What you return must be the data below, word for word, without any images.

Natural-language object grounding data
┌──
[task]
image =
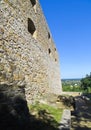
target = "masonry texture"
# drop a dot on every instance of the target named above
(28, 56)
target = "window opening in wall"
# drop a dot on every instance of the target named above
(31, 26)
(33, 2)
(49, 50)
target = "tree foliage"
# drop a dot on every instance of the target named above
(86, 82)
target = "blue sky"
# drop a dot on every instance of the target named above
(70, 24)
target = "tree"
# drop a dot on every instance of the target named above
(86, 82)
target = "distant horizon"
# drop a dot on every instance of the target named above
(70, 78)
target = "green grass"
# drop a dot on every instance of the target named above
(49, 111)
(68, 88)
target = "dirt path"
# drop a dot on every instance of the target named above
(81, 119)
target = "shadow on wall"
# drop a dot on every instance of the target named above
(14, 113)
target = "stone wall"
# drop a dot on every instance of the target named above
(28, 55)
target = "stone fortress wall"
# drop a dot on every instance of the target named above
(28, 55)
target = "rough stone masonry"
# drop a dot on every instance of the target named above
(28, 56)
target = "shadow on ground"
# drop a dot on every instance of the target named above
(14, 113)
(81, 117)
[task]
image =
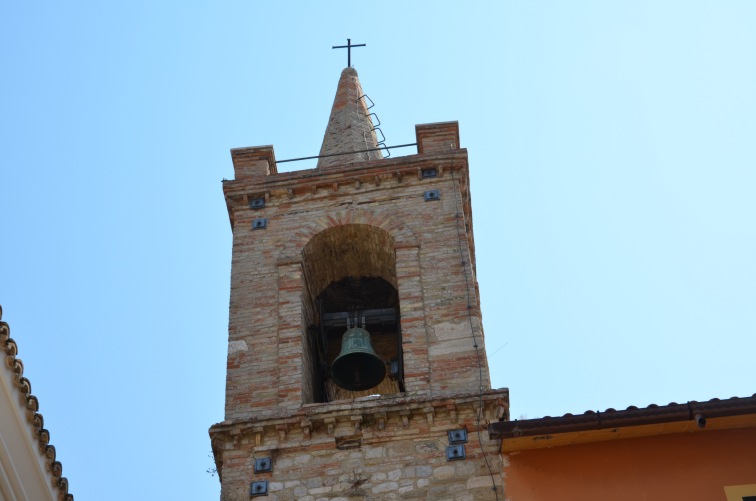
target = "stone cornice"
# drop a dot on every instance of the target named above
(367, 417)
(31, 406)
(292, 184)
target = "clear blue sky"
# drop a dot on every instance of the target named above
(613, 176)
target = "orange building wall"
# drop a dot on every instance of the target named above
(684, 466)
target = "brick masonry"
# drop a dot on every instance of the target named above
(387, 447)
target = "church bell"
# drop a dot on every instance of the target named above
(357, 367)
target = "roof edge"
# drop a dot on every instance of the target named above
(33, 418)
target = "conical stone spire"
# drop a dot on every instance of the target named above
(349, 126)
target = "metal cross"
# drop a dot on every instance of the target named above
(348, 47)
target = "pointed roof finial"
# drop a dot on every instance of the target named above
(350, 131)
(348, 47)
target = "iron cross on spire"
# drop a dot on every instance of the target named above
(348, 47)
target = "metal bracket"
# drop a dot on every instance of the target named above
(260, 223)
(263, 464)
(455, 452)
(259, 488)
(457, 436)
(432, 195)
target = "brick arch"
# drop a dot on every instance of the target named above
(401, 234)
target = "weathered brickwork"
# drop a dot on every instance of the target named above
(373, 449)
(405, 226)
(268, 362)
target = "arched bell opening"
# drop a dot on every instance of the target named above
(350, 279)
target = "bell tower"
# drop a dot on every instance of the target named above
(356, 362)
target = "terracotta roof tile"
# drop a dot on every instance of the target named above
(35, 420)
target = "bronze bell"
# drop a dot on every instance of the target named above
(357, 367)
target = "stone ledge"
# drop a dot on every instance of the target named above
(372, 419)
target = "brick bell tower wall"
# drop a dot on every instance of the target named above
(393, 235)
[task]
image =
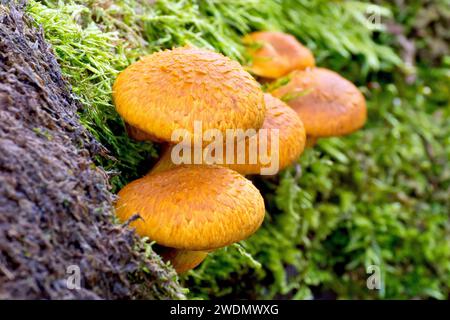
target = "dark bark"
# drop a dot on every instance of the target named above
(55, 207)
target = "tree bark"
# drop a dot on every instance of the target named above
(55, 207)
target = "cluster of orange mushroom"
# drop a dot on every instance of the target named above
(192, 209)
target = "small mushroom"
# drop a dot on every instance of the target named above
(291, 142)
(191, 209)
(182, 260)
(328, 104)
(172, 89)
(275, 54)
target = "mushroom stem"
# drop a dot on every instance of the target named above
(182, 260)
(139, 135)
(311, 141)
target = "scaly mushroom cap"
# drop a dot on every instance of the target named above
(171, 89)
(193, 207)
(275, 54)
(292, 137)
(328, 104)
(291, 141)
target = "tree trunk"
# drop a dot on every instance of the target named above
(55, 207)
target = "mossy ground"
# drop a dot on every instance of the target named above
(377, 197)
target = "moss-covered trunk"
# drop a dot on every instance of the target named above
(55, 209)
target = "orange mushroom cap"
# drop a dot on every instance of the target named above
(172, 89)
(291, 141)
(193, 207)
(275, 54)
(183, 260)
(328, 104)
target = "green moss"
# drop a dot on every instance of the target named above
(379, 196)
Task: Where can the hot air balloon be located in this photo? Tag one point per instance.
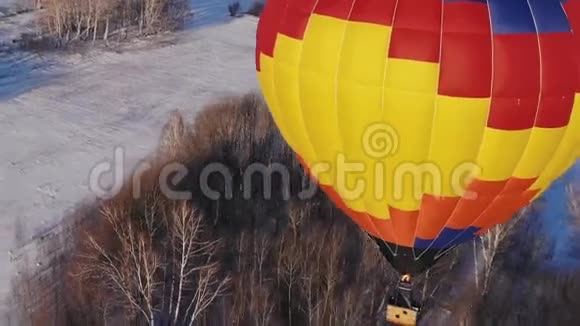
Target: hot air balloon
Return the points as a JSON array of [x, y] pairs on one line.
[[427, 122]]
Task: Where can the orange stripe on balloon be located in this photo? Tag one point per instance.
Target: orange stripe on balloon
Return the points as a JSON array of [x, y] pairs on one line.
[[479, 194], [503, 208], [417, 30], [404, 224], [433, 214], [466, 50], [518, 185]]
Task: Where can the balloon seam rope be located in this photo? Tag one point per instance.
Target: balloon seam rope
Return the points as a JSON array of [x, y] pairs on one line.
[[415, 257], [383, 88]]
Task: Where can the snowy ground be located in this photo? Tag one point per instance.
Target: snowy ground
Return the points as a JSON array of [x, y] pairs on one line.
[[61, 117]]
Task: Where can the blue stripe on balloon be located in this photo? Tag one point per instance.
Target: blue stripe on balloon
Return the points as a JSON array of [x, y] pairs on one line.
[[448, 238], [549, 16], [525, 16], [511, 17]]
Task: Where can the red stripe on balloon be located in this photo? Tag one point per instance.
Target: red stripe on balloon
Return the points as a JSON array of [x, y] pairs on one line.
[[296, 19], [516, 82], [572, 9], [374, 11], [268, 27], [466, 50], [369, 11], [558, 80], [334, 8], [417, 30]]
└──
- **Solution below**
[task]
image =
target = "masonry texture"
# drop a dot on every instance of the target named above
(28, 56)
target = "window opening in wall"
# drop a dot on every instance of the target named above
(31, 26)
(33, 2)
(49, 50)
target = "tree foliage"
# drop a dot on every instance of the target named above
(86, 82)
target = "blue sky"
# drop a dot on every instance of the target named above
(70, 24)
target = "tree"
# drop a dot on every instance of the target named above
(86, 82)
target = "distant horizon"
# drop a dot on every instance of the target named above
(70, 78)
target = "green grass"
# drop a dot on every instance of the target named above
(49, 111)
(68, 88)
target = "dirt path"
# drop a dot on every instance of the target named above
(81, 119)
target = "shadow on wall"
# drop a dot on every instance of the target named above
(14, 113)
target = "stone wall"
# drop a dot on every instance of the target named above
(28, 55)
target = "stone fortress wall"
# drop a dot on every instance of the target named above
(28, 55)
target = "rough stone masonry"
# drop a dot on every instance of the target named above
(28, 56)
target = "shadow on ground"
# drop a dot on every instance of the target named above
(14, 113)
(81, 117)
[task]
image =
target = "stone cornice"
# drop a dot on every instance of the target named above
(367, 417)
(31, 406)
(292, 184)
target = "clear blue sky"
# drop a dot on every instance of the target named above
(613, 176)
target = "orange building wall"
# drop a dot on every instance of the target named above
(684, 466)
target = "brick masonry"
# drop a dot on every instance of the target named above
(387, 447)
target = "church bell"
# drop a dot on every instance of the target named above
(357, 367)
target = "roof edge"
# drop a dot on every instance of the target named above
(33, 418)
target = "conical stone spire"
# drop a dot on every instance of the target named above
(349, 126)
target = "metal cross"
# drop a dot on every instance of the target named above
(348, 47)
target = "pointed roof finial"
# drop a dot on every instance of the target named above
(350, 131)
(348, 47)
target = "iron cross on spire"
# drop a dot on every instance of the target named above
(348, 47)
target = "metal bracket"
# drop a dot on every instance of the target named above
(260, 223)
(263, 464)
(455, 452)
(259, 488)
(457, 436)
(432, 195)
target = "brick arch"
# drop a dot on every instance of the target named above
(401, 234)
target = "weathered brickwork"
# drop a dot on every instance of the target named above
(373, 449)
(405, 226)
(268, 362)
target = "arched bell opening"
# drop a dot on every instance of the target named above
(350, 279)
target = "bell tower"
# drop a dot on every instance of the target named above
(356, 362)
target = "terracotta roof tile"
# drop a dot on every instance of the target named above
(35, 420)
target = "bronze bell"
# drop a dot on every instance of the target named above
(357, 367)
target = "stone ledge"
# drop a dot on every instance of the target named above
(372, 419)
target = "brick bell tower wall"
# drop a dot on every instance of the target named above
(393, 235)
[task]
image =
target = "dark bark"
# drop a dot on every instance of the target named above
(55, 207)
target = "tree bark"
# drop a dot on every instance of the target named above
(55, 207)
target = "cluster of orange mushroom"
# drop a dot on every instance of the target named above
(192, 209)
target = "small mushroom"
# drop a dot on every instance of the target named above
(291, 142)
(191, 209)
(182, 260)
(328, 104)
(172, 89)
(275, 54)
target = "mushroom stem"
# drop a dot on every instance of the target named above
(182, 260)
(139, 135)
(311, 141)
target = "scaly mushroom cap"
# drop a dot on every instance of the target named above
(171, 89)
(193, 207)
(275, 54)
(292, 137)
(328, 104)
(291, 141)
target = "tree trunk"
# drop a dot on every instance of the target named above
(55, 207)
target = "mossy ground"
# drop a dot on every instance of the target named above
(377, 197)
target = "moss-covered trunk"
# drop a dot on every instance of the target named above
(55, 209)
target = "orange mushroom cap"
# drop a dot on every instance of the target named above
(172, 89)
(291, 141)
(193, 207)
(275, 54)
(183, 260)
(328, 104)
target = "green moss"
# drop a dot on every instance of the target named above
(379, 196)
Task: Where can the hot air balloon be located in this photo? Tag one point per instance.
Target: hot air balloon
Return the points as a JSON array of [x, y] pairs on one line.
[[427, 122]]
Task: Where can the orange stripe on balloon be located in this photo? Tag one point per instance.
Target: orange stripe on balloon
Return the points as a JSON array of [x, y] pairs on one line.
[[479, 194], [503, 208], [417, 30], [404, 224], [433, 214], [466, 50], [518, 185]]
Task: Where can the balloon seam rope be located in this photo? Tag one point per instance.
Target: balloon seam rope
Return the points as a JSON array of [x, y] pairs on one line.
[[415, 257], [383, 88]]
Task: Where can the snowy ground be located in this photo? Tag one point per instance.
Target: snowy ground
Return the points as a JSON array of [x, y] pairs on one line.
[[61, 117]]
Task: Where can the blue stripe on balloon be located in this photo? Tag one point per instance.
Target: blue stripe on balloon
Return the points as a JSON array of [x, y] pairs on one line.
[[448, 238], [549, 16], [525, 16], [511, 17]]
Task: Where can the red stripe on balloon be located in this photo? Tag one point per instance.
Target: red stripe on balloon
Return the points as a JSON array of [x, y] pairs on one line.
[[296, 19], [516, 82], [572, 9], [374, 11], [268, 27], [466, 50], [369, 11], [558, 80], [334, 8], [417, 30]]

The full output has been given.